■ **Entries supplied**:
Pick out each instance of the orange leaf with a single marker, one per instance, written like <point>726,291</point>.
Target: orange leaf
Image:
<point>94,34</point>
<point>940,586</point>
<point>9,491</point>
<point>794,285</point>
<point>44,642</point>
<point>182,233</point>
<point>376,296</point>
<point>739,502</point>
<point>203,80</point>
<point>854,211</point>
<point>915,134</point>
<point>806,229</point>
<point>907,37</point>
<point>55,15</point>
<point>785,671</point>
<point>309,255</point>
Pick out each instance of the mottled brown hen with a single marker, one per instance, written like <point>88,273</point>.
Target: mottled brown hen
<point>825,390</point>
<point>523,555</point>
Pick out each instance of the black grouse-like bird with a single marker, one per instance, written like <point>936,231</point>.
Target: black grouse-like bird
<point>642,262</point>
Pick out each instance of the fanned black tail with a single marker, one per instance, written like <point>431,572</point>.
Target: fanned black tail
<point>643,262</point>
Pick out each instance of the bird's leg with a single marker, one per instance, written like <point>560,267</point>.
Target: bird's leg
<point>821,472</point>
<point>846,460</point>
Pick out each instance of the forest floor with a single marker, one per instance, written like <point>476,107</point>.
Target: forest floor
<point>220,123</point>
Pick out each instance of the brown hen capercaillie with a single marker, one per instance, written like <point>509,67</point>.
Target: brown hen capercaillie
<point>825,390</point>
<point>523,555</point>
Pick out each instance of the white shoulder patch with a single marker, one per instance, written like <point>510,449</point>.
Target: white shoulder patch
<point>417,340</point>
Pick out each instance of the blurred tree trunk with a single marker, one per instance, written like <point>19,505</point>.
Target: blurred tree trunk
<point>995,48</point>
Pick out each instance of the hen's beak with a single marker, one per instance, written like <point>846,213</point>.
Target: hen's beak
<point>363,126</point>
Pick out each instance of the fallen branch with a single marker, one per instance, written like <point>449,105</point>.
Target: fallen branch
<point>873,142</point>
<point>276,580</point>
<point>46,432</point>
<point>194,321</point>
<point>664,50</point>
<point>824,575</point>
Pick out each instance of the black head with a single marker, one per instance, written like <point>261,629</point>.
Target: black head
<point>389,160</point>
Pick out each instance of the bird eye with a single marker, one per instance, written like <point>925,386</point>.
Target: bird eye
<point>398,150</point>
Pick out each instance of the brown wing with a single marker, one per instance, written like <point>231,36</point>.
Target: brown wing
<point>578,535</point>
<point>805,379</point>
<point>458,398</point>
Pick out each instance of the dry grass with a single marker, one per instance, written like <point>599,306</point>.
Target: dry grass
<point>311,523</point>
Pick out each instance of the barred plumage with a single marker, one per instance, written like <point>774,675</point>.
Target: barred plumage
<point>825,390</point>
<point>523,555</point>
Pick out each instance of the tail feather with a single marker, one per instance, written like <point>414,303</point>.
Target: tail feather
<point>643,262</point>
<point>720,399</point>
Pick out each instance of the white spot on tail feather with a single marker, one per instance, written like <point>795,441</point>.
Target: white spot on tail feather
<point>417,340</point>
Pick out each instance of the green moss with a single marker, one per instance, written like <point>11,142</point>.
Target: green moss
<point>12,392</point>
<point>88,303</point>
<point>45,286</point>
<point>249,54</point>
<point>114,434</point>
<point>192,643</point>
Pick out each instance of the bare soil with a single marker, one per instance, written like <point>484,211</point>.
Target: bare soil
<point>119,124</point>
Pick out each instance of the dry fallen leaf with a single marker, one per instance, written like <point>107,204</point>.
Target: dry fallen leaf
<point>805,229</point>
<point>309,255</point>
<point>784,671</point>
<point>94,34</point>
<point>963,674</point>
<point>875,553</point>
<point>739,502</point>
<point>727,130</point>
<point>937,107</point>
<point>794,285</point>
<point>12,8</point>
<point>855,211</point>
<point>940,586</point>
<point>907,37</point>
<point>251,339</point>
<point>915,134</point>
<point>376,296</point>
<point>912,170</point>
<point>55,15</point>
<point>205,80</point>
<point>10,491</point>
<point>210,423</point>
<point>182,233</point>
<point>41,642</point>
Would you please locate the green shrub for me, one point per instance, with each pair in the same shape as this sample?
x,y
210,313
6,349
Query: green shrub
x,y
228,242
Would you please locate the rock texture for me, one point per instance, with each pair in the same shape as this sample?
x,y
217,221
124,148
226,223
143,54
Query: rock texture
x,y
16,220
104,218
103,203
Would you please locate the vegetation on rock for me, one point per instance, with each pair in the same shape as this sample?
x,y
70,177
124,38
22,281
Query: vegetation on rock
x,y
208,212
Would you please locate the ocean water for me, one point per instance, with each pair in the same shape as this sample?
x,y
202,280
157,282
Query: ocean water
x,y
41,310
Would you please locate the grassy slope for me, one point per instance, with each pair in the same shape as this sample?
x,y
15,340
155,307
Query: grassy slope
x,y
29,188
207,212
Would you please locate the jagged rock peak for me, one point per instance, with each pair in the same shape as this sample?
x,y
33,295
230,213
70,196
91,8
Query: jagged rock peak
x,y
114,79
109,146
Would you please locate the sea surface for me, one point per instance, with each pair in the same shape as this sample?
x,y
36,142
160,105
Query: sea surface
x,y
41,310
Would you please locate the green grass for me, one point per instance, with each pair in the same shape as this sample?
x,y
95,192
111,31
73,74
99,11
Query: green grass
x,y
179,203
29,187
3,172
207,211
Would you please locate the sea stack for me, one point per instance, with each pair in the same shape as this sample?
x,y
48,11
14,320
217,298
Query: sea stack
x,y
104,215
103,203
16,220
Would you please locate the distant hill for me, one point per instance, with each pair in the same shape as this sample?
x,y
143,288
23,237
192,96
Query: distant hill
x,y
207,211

■ **Instructions to follow**: Lines with "locate" in the records above: copy every one of them.

■ **Solution**:
Would you please locate the green shrub for me, one point per instance, with each pair in the same shape as this sample?
Would you please locate the rock texture for me, one point per instance, with each pair in the same shape as this sample?
Would you please locate the vegetation on rock for me, one point per instance, with each pair in the same shape as this sample?
Would you please locate the ocean water for me, one point per instance, with each pair in the same shape as this sample?
Would you please locate the grassy slope for me, one point per instance, with each pair in the same shape as this sample?
Would you please locate the jagged rock peak for me, one point per instance, with each pair in the same shape as this sample?
Would you please locate the sea surface for me, one point per instance, with each pair in the same shape as this sample?
Would you please locate the green grass for me, one point per instance, with each pair in the same shape as this sample?
Would you please locate the sea stack for me, one point per instance, with each pair in the same shape as this sample?
Would you please locate the distant hill for me, one point per instance, with each pair in the same shape as this sample?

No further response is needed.